*** Input records

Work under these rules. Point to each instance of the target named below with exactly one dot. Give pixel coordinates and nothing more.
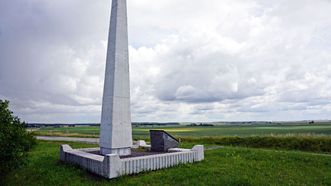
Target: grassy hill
(225, 166)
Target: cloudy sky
(190, 60)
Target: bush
(15, 141)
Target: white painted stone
(116, 130)
(111, 166)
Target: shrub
(15, 141)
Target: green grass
(227, 166)
(185, 131)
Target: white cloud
(190, 60)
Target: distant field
(227, 166)
(216, 131)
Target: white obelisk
(116, 129)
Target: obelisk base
(120, 151)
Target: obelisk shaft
(116, 129)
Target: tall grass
(302, 143)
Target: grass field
(216, 131)
(227, 166)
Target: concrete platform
(113, 166)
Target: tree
(15, 141)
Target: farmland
(198, 132)
(225, 166)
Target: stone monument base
(113, 165)
(121, 151)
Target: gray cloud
(216, 60)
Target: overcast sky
(190, 60)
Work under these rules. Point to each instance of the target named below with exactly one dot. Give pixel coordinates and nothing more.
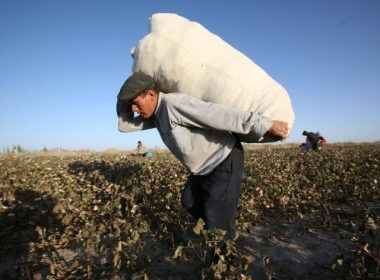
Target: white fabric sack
(183, 56)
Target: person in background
(201, 135)
(321, 141)
(142, 150)
(312, 142)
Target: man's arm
(127, 123)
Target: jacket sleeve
(197, 113)
(129, 124)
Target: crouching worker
(142, 150)
(200, 135)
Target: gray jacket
(198, 133)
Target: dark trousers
(214, 197)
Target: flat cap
(134, 85)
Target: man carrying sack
(201, 135)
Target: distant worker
(321, 142)
(201, 135)
(142, 150)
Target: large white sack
(183, 56)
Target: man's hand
(279, 130)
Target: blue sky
(62, 63)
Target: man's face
(145, 104)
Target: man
(201, 135)
(312, 140)
(142, 150)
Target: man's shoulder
(173, 96)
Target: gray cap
(134, 85)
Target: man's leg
(221, 191)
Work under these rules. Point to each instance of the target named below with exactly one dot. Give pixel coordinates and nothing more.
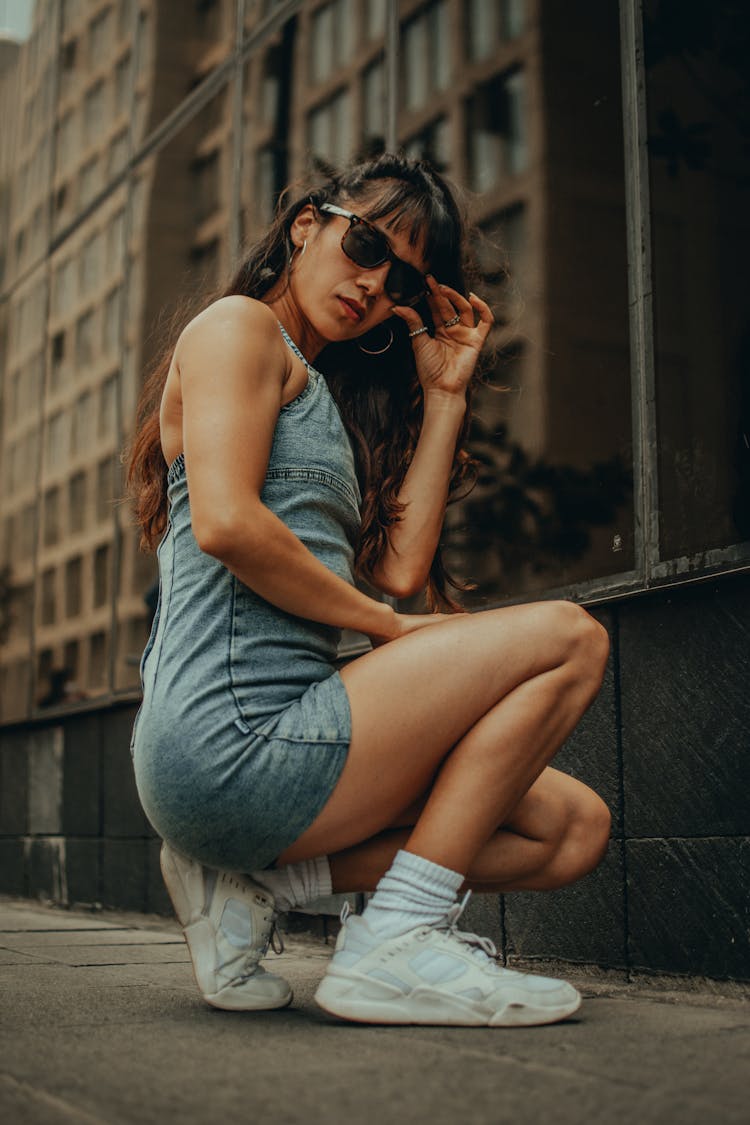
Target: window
(91, 264)
(123, 84)
(86, 342)
(110, 336)
(95, 111)
(426, 55)
(332, 38)
(73, 586)
(331, 128)
(373, 98)
(497, 132)
(206, 186)
(57, 440)
(77, 503)
(101, 32)
(101, 568)
(433, 143)
(489, 21)
(107, 407)
(90, 182)
(48, 608)
(59, 369)
(98, 666)
(82, 428)
(105, 489)
(375, 18)
(117, 155)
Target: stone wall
(666, 744)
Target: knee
(587, 642)
(584, 843)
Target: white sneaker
(228, 921)
(435, 974)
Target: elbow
(222, 537)
(401, 585)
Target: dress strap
(296, 350)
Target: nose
(373, 281)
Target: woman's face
(339, 298)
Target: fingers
(451, 308)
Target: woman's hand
(445, 361)
(404, 623)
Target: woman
(422, 767)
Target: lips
(353, 309)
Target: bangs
(423, 217)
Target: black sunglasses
(368, 246)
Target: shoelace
(254, 956)
(481, 947)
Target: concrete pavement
(100, 1023)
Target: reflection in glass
(551, 432)
(698, 99)
(178, 251)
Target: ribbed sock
(296, 883)
(413, 892)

******

> _Directions_: The records above must be repeated exactly, minus their pictures.

> _Result of the exercise_:
Work under these rules. Point to each instance of the target named below with exactly one dot. Give pixel coordinates and nothing more.
Target: grassy hill
(225, 166)
Target: cloudy sky
(190, 60)
Target: bush
(15, 141)
Target: white painted stone
(116, 130)
(111, 166)
Target: shrub
(15, 141)
Target: green grass
(227, 166)
(185, 131)
Target: white cloud
(190, 60)
Target: distant field
(227, 166)
(216, 131)
Target: white obelisk
(116, 129)
Target: obelisk base
(120, 151)
Target: obelisk shaft
(116, 129)
Target: tall grass
(302, 143)
Target: grass field
(216, 131)
(227, 166)
Target: concrete platform
(113, 166)
Target: tree
(15, 141)
Target: farmland
(198, 132)
(225, 166)
Target: stone monument base
(113, 165)
(121, 151)
Target: gray cloud
(216, 60)
Target: overcast sky
(190, 60)
Work under these rules. Point to each instance of the target named below with exactly one dot. Give pixel coordinates and nothing more.
Target: white fabric sack
(183, 56)
Target: person in background
(201, 135)
(321, 141)
(142, 150)
(312, 142)
Target: man's arm
(127, 123)
Target: jacket sleeve
(197, 113)
(129, 124)
Target: crouching worker
(142, 150)
(200, 135)
Target: gray jacket
(198, 133)
Target: dark trousers
(214, 197)
Target: flat cap
(134, 85)
Target: man carrying sack
(201, 135)
Target: distant worker
(321, 142)
(201, 135)
(142, 150)
Target: large white sack
(183, 56)
Target: man's hand
(279, 130)
Target: blue sky
(62, 63)
Target: man's face
(145, 104)
Target: man
(201, 135)
(312, 140)
(142, 150)
Target: man's shoulder
(173, 96)
Target: gray cap
(134, 85)
Target: man's leg
(221, 191)
Work under these rules. Point to each instance of the target named below with exactly one dot. Give pixel coordinates and nothing more.
Target: window
(91, 264)
(123, 84)
(86, 342)
(110, 336)
(95, 111)
(426, 55)
(332, 38)
(73, 586)
(331, 128)
(373, 98)
(497, 132)
(206, 186)
(57, 440)
(77, 503)
(101, 32)
(101, 568)
(433, 143)
(489, 21)
(107, 407)
(90, 182)
(48, 608)
(59, 369)
(98, 666)
(82, 428)
(105, 489)
(375, 18)
(117, 155)
Target: stone wall
(666, 744)
Target: knee
(587, 642)
(584, 843)
Target: white sneaker
(228, 921)
(435, 974)
Target: elbow
(222, 537)
(401, 585)
Target: dress strap
(296, 350)
Target: nose
(373, 281)
Target: woman's face
(339, 298)
Target: fingers
(451, 308)
Target: woman's hand
(445, 361)
(404, 623)
Target: woman
(422, 767)
Target: lips
(353, 309)
Target: bangs
(423, 217)
Target: black sunglasses
(368, 246)
Target: shoelace
(254, 956)
(481, 947)
Target: concrete pavement
(100, 1023)
Target: reflection in glass
(551, 432)
(698, 99)
(178, 251)
Target: ribbed sock
(296, 883)
(413, 892)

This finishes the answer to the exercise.